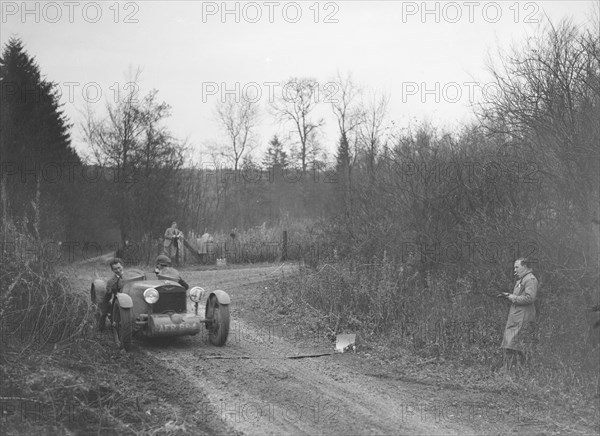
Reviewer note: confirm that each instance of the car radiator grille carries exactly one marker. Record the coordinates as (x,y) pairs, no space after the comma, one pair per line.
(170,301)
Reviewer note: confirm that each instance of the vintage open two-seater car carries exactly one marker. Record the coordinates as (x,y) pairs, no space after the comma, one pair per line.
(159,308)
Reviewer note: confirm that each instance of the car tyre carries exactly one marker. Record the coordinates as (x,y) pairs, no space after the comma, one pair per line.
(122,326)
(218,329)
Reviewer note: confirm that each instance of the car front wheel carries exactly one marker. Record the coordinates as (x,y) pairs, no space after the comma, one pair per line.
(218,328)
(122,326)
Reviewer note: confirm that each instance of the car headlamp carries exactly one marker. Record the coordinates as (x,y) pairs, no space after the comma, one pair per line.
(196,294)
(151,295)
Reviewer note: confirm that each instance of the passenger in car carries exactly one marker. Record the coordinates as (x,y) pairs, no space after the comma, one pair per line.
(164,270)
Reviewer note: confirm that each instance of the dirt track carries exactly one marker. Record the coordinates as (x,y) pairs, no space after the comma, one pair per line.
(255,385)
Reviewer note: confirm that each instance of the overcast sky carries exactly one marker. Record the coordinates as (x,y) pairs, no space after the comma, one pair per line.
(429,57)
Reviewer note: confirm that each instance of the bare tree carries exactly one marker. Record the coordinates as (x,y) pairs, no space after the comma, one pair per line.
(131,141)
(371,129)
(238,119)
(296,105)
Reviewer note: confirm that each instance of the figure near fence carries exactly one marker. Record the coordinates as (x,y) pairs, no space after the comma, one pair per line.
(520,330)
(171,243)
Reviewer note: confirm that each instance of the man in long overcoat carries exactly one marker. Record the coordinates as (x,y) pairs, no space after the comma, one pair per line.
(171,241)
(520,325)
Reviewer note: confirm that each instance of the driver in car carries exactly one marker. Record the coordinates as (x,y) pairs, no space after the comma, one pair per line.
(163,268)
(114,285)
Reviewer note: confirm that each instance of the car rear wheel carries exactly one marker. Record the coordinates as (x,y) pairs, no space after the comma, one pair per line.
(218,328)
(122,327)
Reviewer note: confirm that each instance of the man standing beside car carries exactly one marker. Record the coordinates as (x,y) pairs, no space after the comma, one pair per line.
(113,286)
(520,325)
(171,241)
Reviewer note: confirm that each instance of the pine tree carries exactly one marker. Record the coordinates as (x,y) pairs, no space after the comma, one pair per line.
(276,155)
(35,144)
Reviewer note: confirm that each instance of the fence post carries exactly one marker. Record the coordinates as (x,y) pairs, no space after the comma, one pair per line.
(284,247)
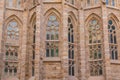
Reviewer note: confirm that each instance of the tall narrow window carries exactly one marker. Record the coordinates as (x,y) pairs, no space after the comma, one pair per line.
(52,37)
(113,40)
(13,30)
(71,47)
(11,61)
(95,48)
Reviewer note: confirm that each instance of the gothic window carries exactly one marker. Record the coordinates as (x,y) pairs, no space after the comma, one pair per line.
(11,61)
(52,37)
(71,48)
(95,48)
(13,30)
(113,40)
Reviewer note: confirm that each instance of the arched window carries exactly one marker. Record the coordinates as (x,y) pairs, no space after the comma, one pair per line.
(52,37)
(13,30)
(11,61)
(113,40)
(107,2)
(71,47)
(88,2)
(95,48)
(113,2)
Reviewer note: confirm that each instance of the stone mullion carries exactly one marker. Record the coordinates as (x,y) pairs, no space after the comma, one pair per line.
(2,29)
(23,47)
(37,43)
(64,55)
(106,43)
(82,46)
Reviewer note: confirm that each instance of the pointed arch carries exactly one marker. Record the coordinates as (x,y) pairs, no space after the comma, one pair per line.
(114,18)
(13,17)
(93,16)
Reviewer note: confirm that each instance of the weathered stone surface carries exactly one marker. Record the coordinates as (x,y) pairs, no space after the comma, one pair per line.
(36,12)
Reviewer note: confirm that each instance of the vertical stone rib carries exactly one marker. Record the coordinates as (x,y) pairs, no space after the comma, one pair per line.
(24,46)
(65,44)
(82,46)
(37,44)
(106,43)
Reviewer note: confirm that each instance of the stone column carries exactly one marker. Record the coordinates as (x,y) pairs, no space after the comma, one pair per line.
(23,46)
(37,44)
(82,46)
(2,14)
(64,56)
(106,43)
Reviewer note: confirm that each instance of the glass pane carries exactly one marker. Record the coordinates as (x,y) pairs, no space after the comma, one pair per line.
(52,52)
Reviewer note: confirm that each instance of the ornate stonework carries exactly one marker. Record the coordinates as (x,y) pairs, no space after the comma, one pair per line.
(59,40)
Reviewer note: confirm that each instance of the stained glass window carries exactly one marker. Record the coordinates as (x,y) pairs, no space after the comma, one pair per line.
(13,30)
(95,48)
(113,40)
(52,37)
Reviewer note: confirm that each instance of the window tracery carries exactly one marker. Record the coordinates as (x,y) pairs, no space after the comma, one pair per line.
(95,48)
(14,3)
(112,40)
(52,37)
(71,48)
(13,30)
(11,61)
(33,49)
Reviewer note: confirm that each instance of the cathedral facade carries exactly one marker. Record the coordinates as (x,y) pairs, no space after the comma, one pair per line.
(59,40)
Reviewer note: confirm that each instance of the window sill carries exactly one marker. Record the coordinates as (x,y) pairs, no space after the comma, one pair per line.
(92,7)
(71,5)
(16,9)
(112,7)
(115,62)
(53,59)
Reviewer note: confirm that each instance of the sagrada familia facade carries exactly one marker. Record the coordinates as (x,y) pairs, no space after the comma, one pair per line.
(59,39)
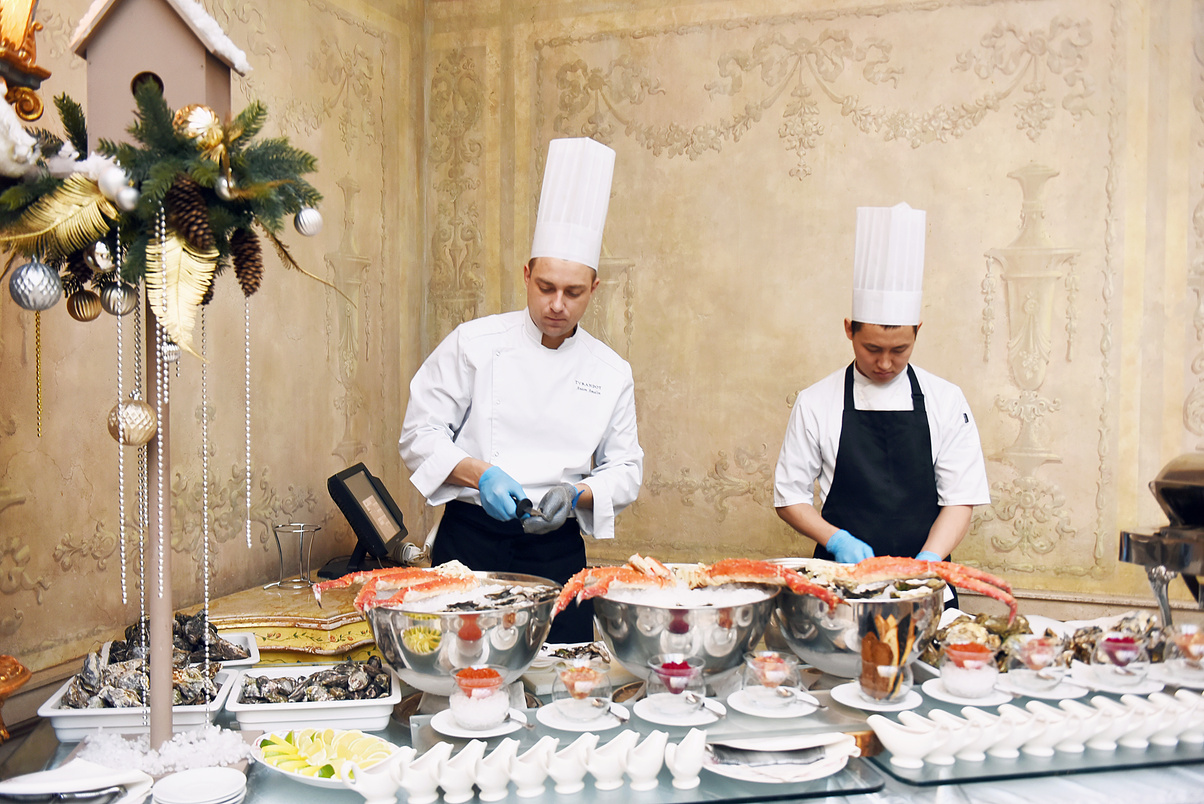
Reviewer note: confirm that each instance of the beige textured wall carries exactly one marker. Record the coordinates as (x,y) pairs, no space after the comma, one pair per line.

□ □ □ □

ABOUT THIS EXERCISE -> Beginning with the line that contains "Reviewer note: confirm that each instance of the sagrada", reproduce every line through the end of the records above exactly, leaving pictures out.

SOLUTION FOR THIS PROBLEM ->
Reviewer note: confirm that each instance of the sagrada familia facade carries exactly one marker. Record the coordinates as (x,y) pairs, no space after the comma, one pair per line.
(59,39)
Reviewer note: confirm that each instance of the beige textured wall carries exactly one marker. Record the coordinates as (x,y) pairs, no space after the comma, one pair per line.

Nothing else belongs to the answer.